• [DATA IN THIS EXERCISE]
□ □ □

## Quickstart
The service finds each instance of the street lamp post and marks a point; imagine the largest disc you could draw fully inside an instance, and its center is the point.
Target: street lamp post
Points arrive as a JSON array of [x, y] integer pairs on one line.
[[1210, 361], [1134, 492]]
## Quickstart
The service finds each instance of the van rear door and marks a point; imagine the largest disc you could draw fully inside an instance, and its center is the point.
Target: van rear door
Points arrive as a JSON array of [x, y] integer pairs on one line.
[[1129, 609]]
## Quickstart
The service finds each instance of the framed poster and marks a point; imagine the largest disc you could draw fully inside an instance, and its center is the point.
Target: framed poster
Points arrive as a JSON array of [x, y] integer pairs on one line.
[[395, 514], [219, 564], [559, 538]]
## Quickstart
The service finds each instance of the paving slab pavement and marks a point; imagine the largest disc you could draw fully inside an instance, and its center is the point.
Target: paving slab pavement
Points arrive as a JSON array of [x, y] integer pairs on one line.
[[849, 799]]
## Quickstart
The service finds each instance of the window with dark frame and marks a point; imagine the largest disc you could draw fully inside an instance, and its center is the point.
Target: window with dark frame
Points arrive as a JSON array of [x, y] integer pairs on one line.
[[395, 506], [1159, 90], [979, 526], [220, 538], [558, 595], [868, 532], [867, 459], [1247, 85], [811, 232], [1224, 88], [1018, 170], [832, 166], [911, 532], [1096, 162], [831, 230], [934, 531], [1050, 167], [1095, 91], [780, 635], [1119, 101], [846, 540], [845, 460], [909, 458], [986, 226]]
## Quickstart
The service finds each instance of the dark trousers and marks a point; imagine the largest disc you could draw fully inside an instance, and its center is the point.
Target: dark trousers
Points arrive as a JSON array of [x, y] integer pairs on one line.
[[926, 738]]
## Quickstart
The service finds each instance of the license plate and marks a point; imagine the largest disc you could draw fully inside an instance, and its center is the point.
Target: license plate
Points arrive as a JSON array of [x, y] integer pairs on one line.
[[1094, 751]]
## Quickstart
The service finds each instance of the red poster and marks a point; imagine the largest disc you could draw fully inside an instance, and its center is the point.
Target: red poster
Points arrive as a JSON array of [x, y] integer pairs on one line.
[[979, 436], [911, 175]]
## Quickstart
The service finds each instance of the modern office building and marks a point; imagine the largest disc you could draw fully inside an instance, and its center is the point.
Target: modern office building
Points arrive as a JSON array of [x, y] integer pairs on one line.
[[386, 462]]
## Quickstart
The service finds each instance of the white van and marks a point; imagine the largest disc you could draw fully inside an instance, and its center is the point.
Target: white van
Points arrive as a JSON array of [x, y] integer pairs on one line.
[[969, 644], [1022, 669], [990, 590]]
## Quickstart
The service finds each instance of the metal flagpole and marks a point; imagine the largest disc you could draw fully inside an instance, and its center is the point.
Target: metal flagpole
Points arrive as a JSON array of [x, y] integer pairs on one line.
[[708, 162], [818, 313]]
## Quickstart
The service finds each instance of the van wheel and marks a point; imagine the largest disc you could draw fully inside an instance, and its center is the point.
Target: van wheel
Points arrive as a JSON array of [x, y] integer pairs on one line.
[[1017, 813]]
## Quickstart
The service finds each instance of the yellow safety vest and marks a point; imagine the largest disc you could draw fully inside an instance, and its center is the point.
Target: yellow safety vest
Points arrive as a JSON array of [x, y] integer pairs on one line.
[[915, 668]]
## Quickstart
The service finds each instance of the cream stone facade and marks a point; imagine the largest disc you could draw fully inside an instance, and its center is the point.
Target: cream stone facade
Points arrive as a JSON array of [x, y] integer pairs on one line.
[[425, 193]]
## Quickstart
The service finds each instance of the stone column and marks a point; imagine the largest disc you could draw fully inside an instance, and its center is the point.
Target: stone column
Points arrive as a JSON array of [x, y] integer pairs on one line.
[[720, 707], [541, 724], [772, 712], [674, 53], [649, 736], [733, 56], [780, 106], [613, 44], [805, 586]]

□ □ □

• [WORK ITEM] Look through the entries above and quote exactly the lines from the line with "Target: dark trousers" to the line with "Target: modern office building", counting both of those lines.

• [RESULT]
Target: dark trousers
Points arrive as a JSON array of [x, y] integer pairs on one line.
[[926, 738]]
## Quickstart
The service finds each instance of the license plate and marks a point; imagine the largest disc you could draw fully inside an instance, and its center is the point.
Target: license plate
Points arrive as a JSON array of [x, y] integer pairs on one line.
[[1094, 751]]
## Quickstart
The service finds each instance of the red poster and marks a point; imagine the largest disc you could draw fully inside an instance, and its center is the point.
Target: red poster
Points arrive as a JSON array of [x, y] integer pairs on one line.
[[979, 436], [911, 175]]
## Quickstart
The service finds each instance of the modern office building and marks a point; imagine the largest disc you could draw fully inside an instance, and its center is the point.
Target: modern office building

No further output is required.